[Point labeling dataset excerpts]
# # # # #
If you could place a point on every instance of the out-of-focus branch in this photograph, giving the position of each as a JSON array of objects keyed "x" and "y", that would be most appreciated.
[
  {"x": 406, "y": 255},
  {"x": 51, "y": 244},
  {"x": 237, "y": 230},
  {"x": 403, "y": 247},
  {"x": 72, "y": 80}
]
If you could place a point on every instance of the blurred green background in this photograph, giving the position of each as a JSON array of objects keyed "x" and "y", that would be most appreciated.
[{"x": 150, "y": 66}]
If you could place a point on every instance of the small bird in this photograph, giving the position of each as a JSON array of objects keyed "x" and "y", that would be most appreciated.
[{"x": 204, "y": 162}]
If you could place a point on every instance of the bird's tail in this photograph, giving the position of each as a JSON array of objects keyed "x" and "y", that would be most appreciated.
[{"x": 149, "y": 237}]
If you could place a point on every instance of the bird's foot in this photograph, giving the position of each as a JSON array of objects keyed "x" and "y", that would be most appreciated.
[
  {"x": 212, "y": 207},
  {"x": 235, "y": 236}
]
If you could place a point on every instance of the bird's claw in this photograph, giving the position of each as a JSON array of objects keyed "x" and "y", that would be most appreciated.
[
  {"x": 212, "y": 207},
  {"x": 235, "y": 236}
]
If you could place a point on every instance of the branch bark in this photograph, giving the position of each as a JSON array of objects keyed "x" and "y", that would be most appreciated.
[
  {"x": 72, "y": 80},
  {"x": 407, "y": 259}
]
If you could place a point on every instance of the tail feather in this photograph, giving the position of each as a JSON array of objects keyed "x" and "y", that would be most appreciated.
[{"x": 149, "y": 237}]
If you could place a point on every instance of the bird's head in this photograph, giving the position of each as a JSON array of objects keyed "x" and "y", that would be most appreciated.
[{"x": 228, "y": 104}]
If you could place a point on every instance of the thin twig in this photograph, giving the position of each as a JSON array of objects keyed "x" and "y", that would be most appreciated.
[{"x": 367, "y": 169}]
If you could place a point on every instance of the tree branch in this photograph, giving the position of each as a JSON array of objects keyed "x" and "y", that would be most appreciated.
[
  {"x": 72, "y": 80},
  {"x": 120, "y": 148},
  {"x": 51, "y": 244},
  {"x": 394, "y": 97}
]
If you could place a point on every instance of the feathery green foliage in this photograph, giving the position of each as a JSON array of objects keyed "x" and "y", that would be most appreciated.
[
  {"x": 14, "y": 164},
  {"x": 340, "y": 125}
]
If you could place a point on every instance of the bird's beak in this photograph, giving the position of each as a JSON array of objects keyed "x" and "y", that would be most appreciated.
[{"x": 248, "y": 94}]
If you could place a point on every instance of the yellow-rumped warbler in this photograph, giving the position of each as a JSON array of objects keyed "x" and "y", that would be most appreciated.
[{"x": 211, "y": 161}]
# # # # #
* **SHORT EXERCISE**: The records above should be repeated in full, exactly as given.

* **ANSWER TO THIS EXERCISE**:
If you could place a point on every instance of the out-of-focus branch in this photograph, giving the position of each as a JSON array of objects keyed "x" and "y", that would be most appreciated.
[
  {"x": 406, "y": 255},
  {"x": 51, "y": 244},
  {"x": 237, "y": 230},
  {"x": 403, "y": 247},
  {"x": 72, "y": 80}
]
If you could place a point on every instance of the blurred green background in this photograph, giving the position of each as a JSON array of objects keyed "x" and "y", that would be most appreciated.
[{"x": 150, "y": 66}]
If you could place a point on every instance of the small bird in this photograph, giving the position of each as a JSON array of objects keyed "x" and "y", that would be most appreciated.
[{"x": 204, "y": 162}]
If you could place a point on every instance of the bird's tail in this photograph, giving the position of each as a JSON array of objects keyed "x" and "y", that would be most appreciated.
[{"x": 149, "y": 237}]
If you could place a point on every instance of the bird's foot in this photograph, giving the position of each as a JSON array of objects keyed "x" and "y", that would be most appreciated.
[
  {"x": 212, "y": 207},
  {"x": 235, "y": 236}
]
If you could place a point on every instance of the bird's claw in this photograph, giving the position of each as a JSON array of objects keyed "x" and "y", that would be most appreciated.
[
  {"x": 212, "y": 207},
  {"x": 235, "y": 236}
]
If you could place a point on every instance of the branch bark in this photograph, giving the position of each as a JSON array of objects keyed "x" and "y", that would be most appreciated.
[
  {"x": 72, "y": 80},
  {"x": 407, "y": 259}
]
If you could place a point on every instance of the tail feather in this photograph, giving the position of each as a JSON array of objects keyed "x" and "y", that would be most appreciated.
[{"x": 149, "y": 237}]
If you could place a point on every instance of the bird's head in this photograph, giving the position of each as a JSON array of objects keyed "x" and "y", that would be most appreciated.
[{"x": 228, "y": 104}]
If you could place a point on every instance of the thin twig in this photograph, giving the position of each as a JSON array of objects keyed "x" and "y", that would be most appreciated.
[{"x": 367, "y": 169}]
If you could place a point on every instance of the tree branch in this photograph, giving the position of each as a JSON array of objects keyed "x" and "y", that would be most appreciated.
[
  {"x": 72, "y": 80},
  {"x": 120, "y": 148},
  {"x": 51, "y": 244},
  {"x": 394, "y": 97}
]
If you could place a point on every instance of the feathery green foliage in this photograph, giving the position of each as a JSON array of objects keyed "x" and "y", that would be most appreciated.
[
  {"x": 14, "y": 164},
  {"x": 340, "y": 125}
]
If you could place a point on every instance of the bird's beak in this photograph, giving the position of each as a JSON array of objects keyed "x" and "y", that would be most appreciated.
[{"x": 248, "y": 94}]
If you could place a point on every instance of the yellow-rumped warbler in this photograph, giving the position of each as a JSON array of objects keyed "x" and "y", that would be most appreciated.
[{"x": 211, "y": 161}]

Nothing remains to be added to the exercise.